### TASK INPUTS

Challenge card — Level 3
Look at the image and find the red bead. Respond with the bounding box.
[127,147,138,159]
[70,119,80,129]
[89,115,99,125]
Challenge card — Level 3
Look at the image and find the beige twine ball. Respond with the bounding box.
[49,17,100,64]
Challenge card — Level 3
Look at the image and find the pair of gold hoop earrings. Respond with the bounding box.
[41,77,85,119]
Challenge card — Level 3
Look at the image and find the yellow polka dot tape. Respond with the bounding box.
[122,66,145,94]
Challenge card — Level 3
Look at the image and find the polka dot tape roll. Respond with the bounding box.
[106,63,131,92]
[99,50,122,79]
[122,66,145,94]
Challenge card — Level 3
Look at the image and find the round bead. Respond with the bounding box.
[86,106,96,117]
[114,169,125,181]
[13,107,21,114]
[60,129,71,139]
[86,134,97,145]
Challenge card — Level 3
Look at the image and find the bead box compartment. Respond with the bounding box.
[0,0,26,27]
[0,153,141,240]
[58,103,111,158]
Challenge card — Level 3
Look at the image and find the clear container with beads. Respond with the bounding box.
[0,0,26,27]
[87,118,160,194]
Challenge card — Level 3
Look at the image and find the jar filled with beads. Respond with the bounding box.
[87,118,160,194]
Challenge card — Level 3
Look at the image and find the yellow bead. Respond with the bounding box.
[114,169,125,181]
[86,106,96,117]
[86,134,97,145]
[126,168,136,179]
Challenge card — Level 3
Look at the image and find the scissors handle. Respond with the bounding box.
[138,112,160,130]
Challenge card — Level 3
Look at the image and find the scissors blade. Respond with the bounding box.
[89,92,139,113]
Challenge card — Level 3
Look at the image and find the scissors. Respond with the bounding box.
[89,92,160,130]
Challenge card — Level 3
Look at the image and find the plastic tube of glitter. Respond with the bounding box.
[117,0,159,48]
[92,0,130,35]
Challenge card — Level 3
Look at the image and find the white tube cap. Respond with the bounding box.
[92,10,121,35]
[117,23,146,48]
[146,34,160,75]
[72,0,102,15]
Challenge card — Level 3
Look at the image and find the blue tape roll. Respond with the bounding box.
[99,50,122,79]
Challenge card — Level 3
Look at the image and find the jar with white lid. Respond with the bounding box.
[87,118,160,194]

######

**TO DO**.
Please rescale the data from its first line through the line containing "[138,112,160,130]", both ends included. Repeat every line, and multiply each bounding box coordinate by 1.2, rounding to whole numbers with halves rounded up.

**OUTPUT FOR THIS TASK**.
Challenge card — Level 3
Look at the image and find the red bead. Respond with the bounding box.
[152,176,166,191]
[84,143,96,155]
[107,138,119,150]
Challenge card — Level 3
Look at the image and find the beige twine ball. Respond with the bounding box.
[59,20,120,77]
Challenge card — Level 3
Look at the image and find the pair of gold hoop earrings. Respond with the bounding box.
[49,92,102,143]
Challenge card — Level 3
Look at the image and find the yellow polka dot tape. Respond with the bounding box.
[146,79,174,113]
Challenge card — Level 3
Look at the image and find the polka dot tape roll. Respond with the bounding box.
[127,76,157,110]
[119,60,146,95]
[146,79,174,113]
Challenge card — Level 3
Look at the image and find the round bead. Respond with the bounding box.
[103,127,115,140]
[137,203,150,217]
[16,128,25,137]
[72,155,85,167]
[103,161,116,174]
Challenge card — Level 3
Look at the image and find the bead box compartment. Respond with the bounding box.
[0,0,31,32]
[0,184,169,288]
[70,124,133,190]
Challenge card — Level 3
Look at the image and find the clear container with beads. Respond with the bounding box.
[0,0,31,32]
[104,142,192,233]
Challenge card — Level 3
Look at the image and find the jar filled with beads. Respond with the bounding box.
[104,142,192,233]
Challenge card — Level 3
Look at the image and find the yellow bead. Respond with the bounding box.
[137,203,150,217]
[103,127,115,140]
[103,161,116,174]
[151,202,163,215]
Challenge card — Level 3
Look at the image and find the scissors handle. Respond with the bounding box.
[166,134,192,156]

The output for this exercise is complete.